─── DOCUMENT EXCERPT

Thursday, January 21, 2010

Is China an Enron? (Part 2)
January 20, 2010
This is an unusual posting in that it is from Tom Friedman, an op-ed contributor to the New York Times. Independent of politics, Mr. Friedman is incredibly insight on global issues. The pertinence to us is his discussion of the importance of “knowledge flows” to establishing competitive separation for a company and, in this discussion, for a country. This is part of the Open Innovation discussion we have been having over the past few years (see the postings on our blog site under Ideas.)

"Last week, I wrote a column suggesting that while some overheated Chinese markets, like real estate, may offer shorting opportunities, I’d be wary of the argument that China’s economy today is just one big short-inviting bubble, à la Dubai. Your honor, I’d like to now revise and amend my remarks.

There is one short position, one big short, that does intrigue me in China. I am not sure who makes a market in this area, but here goes: If China forces out Google, I’d like to short the Chinese Communist Party.

Here is why: Chinese companies today are both more backward and more advanced than most Americans realize. There are actually two Chinese economies today. There is the Communist Party and its affiliates; let’s call them Command China. These are the very traditional state-owned enterprises.

Alongside them, there is a second China, largely concentrated in coastal cities like Shanghai and Hong Kong. This is a highly entrepreneurial sector that has developed sophisticated techniques to generate and participate in diverse, high-value flows of business knowledge. I call that Network China.
What is so important about knowledge flows? This, for me, is the key to understanding the Google story and why one might decide to short the Chinese Communist Party.

John Hagel, the noted business writer and management consultant argues in his recently released “Shift Index” that we’re in the midst of “The Big Shift.” We are shifting from a world where the key source of strategic advantage was in protecting and extracting value from a given set of knowledge stocks — the sum total of what we know at any point in time, which is now depreciating at an accelerating pace — into a world in which the focus of value creation is effective participation in knowledge flows, which are constantly being renewed.

“Finding ways to connect with people and institutions possessing new knowledge becomes increasingly important,” says Hagel. “Since there are far more smart people outside any one organization than inside.” And in today’s flat world, you can now access them all. Therefore, the more your company or country can connect with relevant and diverse sources to create new knowledge, the more it will thrive. And if you don’t, others will.
I would argue that Command China, in its efforts to suppress, curtail and channel knowledge flows into politically acceptable domains that will indefinitely sustain the control of the Communist Party — i.e., censoring Google — is increasingly at odds with Network China, which is thriving by participating in global knowledge flows. That is what the war over Google is really all about: It is a proxy and a symbol for whether the Chinese will be able to freely search and connect wherever their imaginations and creative impulses take them, which is critical for the future of Network China.

Have no doubt, China has some world-class networked companies that are “in the flow” already, such as Li & Fung, a $14 billion apparel company with a network of 10,000 specialized business partners, and Dachangjiang, the motorcycle maker. The flows occurring on a daily basis in the networks of these Chinese companies to do design, product innovation and supply-chain management and to pool the best global expertise “are unlike anything that U.S. companies have figured out,” said Hagel.

──────
─── RECORDED DATA

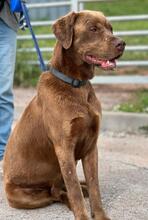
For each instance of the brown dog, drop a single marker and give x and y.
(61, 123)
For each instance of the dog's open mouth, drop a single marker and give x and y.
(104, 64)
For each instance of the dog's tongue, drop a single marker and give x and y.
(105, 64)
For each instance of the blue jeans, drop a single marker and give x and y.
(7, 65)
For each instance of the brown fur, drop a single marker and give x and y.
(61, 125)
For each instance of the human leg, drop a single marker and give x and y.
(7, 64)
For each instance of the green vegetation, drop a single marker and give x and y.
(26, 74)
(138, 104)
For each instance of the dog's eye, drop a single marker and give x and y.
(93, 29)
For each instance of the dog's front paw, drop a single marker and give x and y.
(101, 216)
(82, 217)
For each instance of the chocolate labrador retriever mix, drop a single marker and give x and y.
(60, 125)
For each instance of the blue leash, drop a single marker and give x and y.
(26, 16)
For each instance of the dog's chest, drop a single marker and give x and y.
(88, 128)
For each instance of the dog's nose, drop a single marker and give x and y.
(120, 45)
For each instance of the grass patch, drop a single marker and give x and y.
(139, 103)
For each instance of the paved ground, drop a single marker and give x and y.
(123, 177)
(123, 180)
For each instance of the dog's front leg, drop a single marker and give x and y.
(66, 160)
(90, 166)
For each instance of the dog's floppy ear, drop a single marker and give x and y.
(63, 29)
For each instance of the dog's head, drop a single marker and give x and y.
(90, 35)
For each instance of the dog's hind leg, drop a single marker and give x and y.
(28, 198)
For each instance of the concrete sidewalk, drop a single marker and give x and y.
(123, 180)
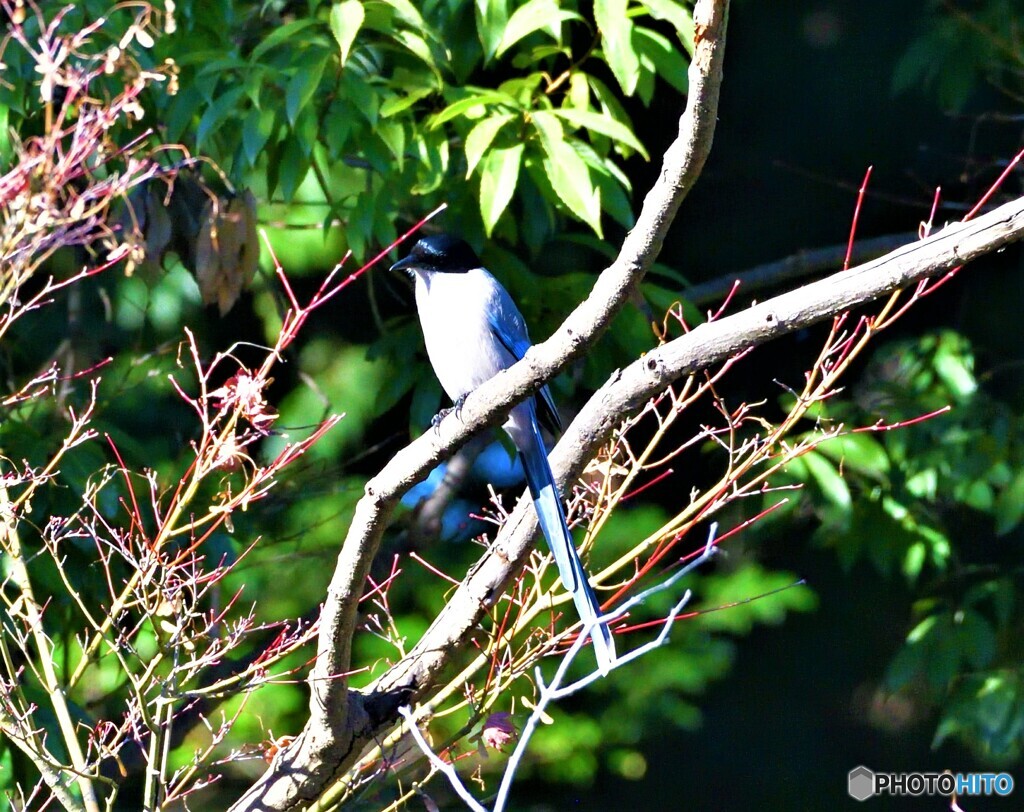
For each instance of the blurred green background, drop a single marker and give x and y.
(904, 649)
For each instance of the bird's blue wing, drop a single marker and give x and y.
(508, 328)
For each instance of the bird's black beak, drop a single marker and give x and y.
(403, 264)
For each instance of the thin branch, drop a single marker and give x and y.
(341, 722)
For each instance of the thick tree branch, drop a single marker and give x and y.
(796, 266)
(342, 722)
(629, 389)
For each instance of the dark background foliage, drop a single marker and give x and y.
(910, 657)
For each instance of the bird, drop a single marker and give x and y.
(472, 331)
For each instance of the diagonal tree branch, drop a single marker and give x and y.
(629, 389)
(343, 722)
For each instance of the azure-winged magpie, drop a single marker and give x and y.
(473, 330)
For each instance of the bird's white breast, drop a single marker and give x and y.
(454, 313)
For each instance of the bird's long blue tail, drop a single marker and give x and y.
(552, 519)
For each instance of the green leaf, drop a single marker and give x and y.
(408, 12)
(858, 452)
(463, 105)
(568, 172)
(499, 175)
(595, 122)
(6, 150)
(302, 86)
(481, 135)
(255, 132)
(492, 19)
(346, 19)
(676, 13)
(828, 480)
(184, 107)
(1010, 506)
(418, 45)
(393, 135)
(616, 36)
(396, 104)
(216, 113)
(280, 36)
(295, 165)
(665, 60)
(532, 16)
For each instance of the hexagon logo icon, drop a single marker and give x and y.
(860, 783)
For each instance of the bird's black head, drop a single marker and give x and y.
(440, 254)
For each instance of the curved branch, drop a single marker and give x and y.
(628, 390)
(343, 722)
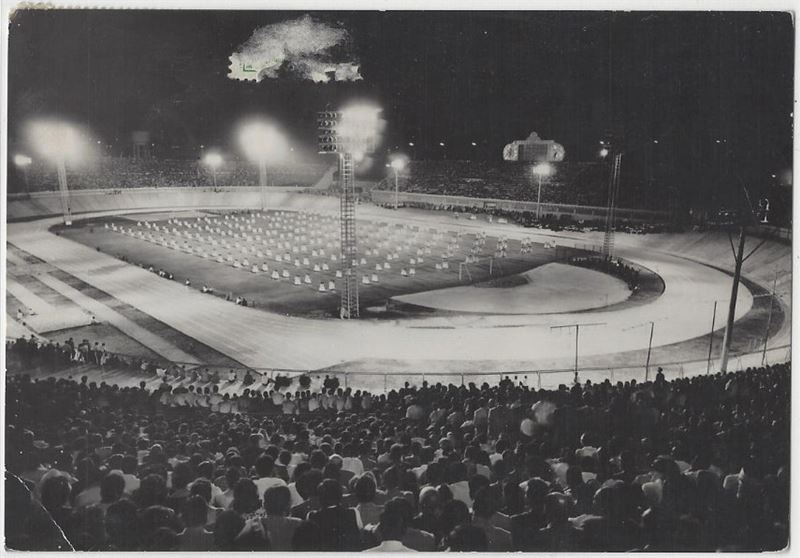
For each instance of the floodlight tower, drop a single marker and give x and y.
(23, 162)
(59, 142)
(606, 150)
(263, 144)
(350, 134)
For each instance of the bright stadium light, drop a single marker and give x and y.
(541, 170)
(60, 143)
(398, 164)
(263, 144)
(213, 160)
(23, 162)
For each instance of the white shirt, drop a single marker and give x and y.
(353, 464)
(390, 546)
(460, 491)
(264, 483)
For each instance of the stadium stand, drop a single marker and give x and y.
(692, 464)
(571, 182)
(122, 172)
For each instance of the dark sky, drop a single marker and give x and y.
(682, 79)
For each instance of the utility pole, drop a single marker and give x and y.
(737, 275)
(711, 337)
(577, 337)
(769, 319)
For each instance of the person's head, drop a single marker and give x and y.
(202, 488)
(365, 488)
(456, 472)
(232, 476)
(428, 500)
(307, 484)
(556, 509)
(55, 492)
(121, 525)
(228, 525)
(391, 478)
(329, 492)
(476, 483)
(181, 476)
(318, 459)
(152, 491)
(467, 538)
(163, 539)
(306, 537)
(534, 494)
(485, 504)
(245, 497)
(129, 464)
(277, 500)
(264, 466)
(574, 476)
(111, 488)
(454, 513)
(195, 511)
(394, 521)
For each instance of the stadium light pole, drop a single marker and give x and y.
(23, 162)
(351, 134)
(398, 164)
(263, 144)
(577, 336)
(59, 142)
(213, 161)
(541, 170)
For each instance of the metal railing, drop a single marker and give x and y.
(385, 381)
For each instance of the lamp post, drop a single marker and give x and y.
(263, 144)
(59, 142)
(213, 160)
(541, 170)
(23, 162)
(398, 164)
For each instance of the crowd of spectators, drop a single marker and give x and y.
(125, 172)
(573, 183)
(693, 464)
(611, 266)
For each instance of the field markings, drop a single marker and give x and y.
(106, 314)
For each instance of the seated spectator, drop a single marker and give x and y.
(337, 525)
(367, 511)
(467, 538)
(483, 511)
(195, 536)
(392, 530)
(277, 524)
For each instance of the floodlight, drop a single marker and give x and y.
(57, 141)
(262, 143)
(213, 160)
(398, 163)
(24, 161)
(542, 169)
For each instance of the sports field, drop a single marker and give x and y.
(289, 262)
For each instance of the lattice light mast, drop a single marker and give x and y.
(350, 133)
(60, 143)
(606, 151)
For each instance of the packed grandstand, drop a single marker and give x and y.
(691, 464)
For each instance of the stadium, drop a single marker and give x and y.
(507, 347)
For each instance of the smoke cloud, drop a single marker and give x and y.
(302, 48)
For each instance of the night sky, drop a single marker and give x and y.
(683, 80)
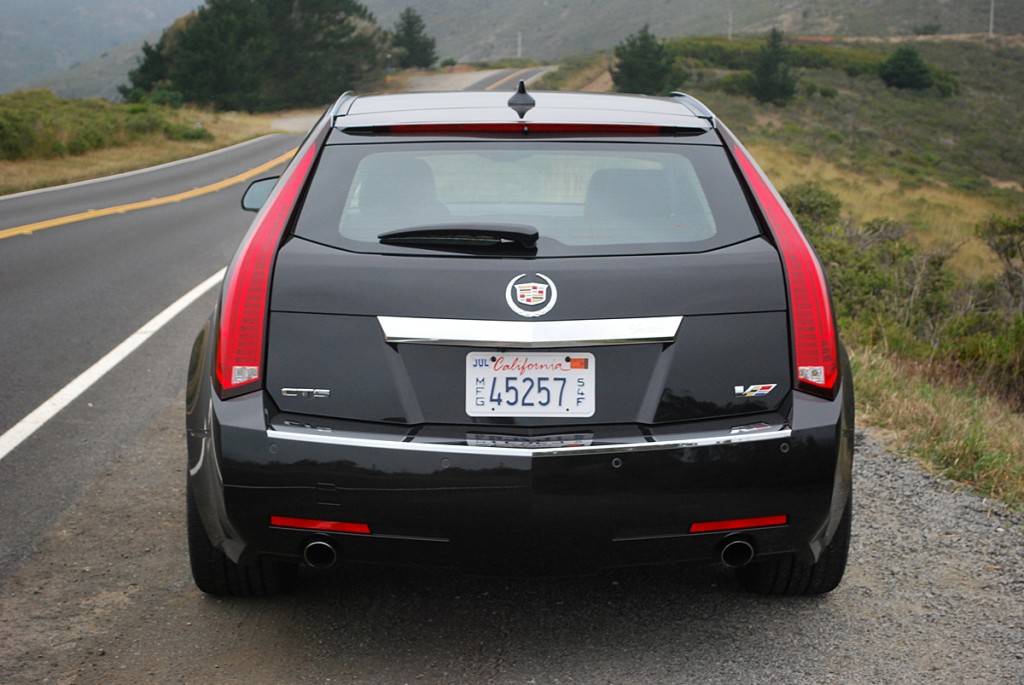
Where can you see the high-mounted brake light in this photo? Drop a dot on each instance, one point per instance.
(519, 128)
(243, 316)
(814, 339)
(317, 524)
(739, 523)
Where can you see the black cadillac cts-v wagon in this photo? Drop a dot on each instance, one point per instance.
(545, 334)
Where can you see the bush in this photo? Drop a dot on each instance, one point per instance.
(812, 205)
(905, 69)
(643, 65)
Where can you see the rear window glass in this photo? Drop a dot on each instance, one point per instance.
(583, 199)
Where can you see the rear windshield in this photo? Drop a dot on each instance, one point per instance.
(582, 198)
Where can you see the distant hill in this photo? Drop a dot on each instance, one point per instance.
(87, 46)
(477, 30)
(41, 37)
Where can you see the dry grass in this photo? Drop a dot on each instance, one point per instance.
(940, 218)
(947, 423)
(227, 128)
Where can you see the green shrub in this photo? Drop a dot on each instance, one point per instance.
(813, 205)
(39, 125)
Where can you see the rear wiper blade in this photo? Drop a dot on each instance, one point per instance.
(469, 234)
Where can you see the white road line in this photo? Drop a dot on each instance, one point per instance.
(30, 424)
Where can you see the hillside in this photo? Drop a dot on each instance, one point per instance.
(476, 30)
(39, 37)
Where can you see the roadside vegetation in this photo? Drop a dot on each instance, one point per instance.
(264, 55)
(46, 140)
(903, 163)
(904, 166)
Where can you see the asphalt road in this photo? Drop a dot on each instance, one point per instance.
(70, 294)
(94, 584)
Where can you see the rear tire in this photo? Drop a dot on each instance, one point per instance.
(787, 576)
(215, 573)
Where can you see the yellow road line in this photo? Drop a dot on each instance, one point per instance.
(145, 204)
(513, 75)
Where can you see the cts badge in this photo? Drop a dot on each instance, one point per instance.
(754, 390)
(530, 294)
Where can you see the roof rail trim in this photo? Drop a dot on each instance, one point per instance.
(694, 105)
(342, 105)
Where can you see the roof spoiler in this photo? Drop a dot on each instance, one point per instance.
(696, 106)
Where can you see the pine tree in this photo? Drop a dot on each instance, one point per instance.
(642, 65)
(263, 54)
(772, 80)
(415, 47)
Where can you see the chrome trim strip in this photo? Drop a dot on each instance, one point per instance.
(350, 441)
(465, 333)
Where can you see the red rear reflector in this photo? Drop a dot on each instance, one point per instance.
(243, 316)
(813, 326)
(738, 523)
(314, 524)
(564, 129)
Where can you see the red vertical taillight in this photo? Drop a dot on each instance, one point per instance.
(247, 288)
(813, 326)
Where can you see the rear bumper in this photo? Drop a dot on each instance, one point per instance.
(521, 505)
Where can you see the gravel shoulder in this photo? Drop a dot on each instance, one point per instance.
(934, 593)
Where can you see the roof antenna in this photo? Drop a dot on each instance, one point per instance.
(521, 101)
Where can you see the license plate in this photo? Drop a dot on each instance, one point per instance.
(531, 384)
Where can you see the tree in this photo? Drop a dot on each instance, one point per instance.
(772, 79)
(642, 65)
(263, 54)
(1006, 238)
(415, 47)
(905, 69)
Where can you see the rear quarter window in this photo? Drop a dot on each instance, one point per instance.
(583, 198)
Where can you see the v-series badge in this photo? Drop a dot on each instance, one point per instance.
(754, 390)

──────

INSTRUCTIONS:
a) Answer these questions from the post about China and knowledge flows, one line each, marking the answers (i), (ii) and (iii).
(i) What name is given to the entrepreneurial sector concentrated in coastal cities like Shanghai and Hong Kong?
(ii) What is the title of the work that John Hagel recently released?
(iii) How many specialized business partners are in Li & Fung's network?
b) Copy a passage of the post about China and knowledge flows word for word, beginning at the words "I would argue" and stopping after "of Network China.".
c) Resume the post about China and knowledge flows, picking up right after its final sentence.

RESULTS FOR THE EXERCISE:
a)
(i) Network China
(ii) “Shift Index”
(iii) 10,000

b)
I would argue that Command China, in its efforts to suppress, curtail and channel knowledge flows into politically acceptable domains that will indefinitely sustain the control of the Communist Party — i.e., censoring Google — is increasingly at odds with Network China, which is thriving by participating in global knowledge flows. That is what the war over Google is really all about: It is a proxy and a symbol for whether the Chinese will be able to freely search and connect wherever their imaginations and creative impulses take them, which is critical for the future of Network China.

c)
The orchestrators of these networks, he added, “encourage participants to gather among themselves in an ad hoc fashion to address unexpected performance challenges, learn from each other and pull in outsiders as they need them. More traditional companies driven by a desire to protect and exploit knowledge stocks carefully limit the partners they deal with.”

Command China has thrived up to now largely by perfecting the 20th-century model for low-cost manufacturing based on mining knowledge stocks and limiting flows. But China will only thrive in the 21st century — and the Communist Party survive in power — if it can get more of its firms to shift to the 21st-century model of Network China. That means enabling more and more Chinese people, universities and companies to participate in the world’s great knowledge flows, especially ones that connect well beyond the established industry and market boundaries.

Alas, though, China seems to be betting that it can straddle three impulses — control flows for political reasons, maintain 20th-century Command Chinese factories for employment reasons and expand 21st-century Network China for growth reasons. But the contradictions within this straddle could undermine all three. The 20th-century Command model will be under pressure. The future belongs to those who promote richer and ever more diverse knowledge flows and develop the institutions and practices required to harness them.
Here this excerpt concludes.